### Given request
Reproduce the part of the Ryukyu Archipelago text between "To test this" and "various dispersal-ability classes.", inclusive.

### Text extract
-- Start --

The Ryukyu Archipelago is an assemblage of continental islands located between Kyushu Island of Japan and Taiwan (Fig. 1). This area is biogeographically interesting because several similar floristic differentiation patterns have been proposed, all of which are primarily explained by two historical barriers, the Tokara Tectonic Strait (Tokara Gap) and the Kerama Gap, which arose during the formation of the islands (Hara, 1959; Good, 1974; Maekawa, 1974; Shimabuku, 1984; Takhtajan, 1986; Kitamura et al., 1994). However, it is expected that plant groups whose seeds/fruits exhibit differing dispersal abilities display different floristic patterns because the effects of the historical barriers are dependent on dispersal ability. That is, a lower dispersal ability results in a greater amount of time that the historical effects are able to persist, whereas a higher dispersal ability results in fewer historical effects (Nekola & White, 1999). Therefore, it is thought that historical barriers can explain floristic differentiation patterns in plants with low dispersal ability, but not in plants with higher dispersal ability. In the latter case, it is expected that without an effective barrier to dispersal, the floristic differentiation would be correlated to the geographic distance between the islands, and that the floristic pattern is explained by this spatial effect.
To test this hypothesis, we compiled the distribution records of seed plants and grouped them into three dispersal-ability classes for each island of the Ryukyu Archipelago to examine the floristic patterns for each dispersal-ability class. We then used a multivariate approach to examine how the significance of the effects of the two historical barriers and the geographic distance differ with various dispersal-ability classes.

-- End --

[Dataset entries]
-- Start --

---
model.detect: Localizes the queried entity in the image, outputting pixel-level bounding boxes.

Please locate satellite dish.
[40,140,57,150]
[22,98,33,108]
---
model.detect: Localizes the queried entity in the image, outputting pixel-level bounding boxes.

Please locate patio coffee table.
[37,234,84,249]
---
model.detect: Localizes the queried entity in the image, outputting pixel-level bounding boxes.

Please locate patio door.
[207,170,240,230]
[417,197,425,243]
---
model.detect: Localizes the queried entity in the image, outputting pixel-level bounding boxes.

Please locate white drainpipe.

-- End --

### Reply to the exercise
To test this hypothesis, we compiled the distribution records of seed plants and grouped them into three dispersal-ability classes for each island of the Ryukyu Archipelago to examine the floristic patterns for each dispersal-ability class. We then used a multivariate approach to examine how the significance of the effects of the two historical barriers and the geographic distance differ with various dispersal-ability classes.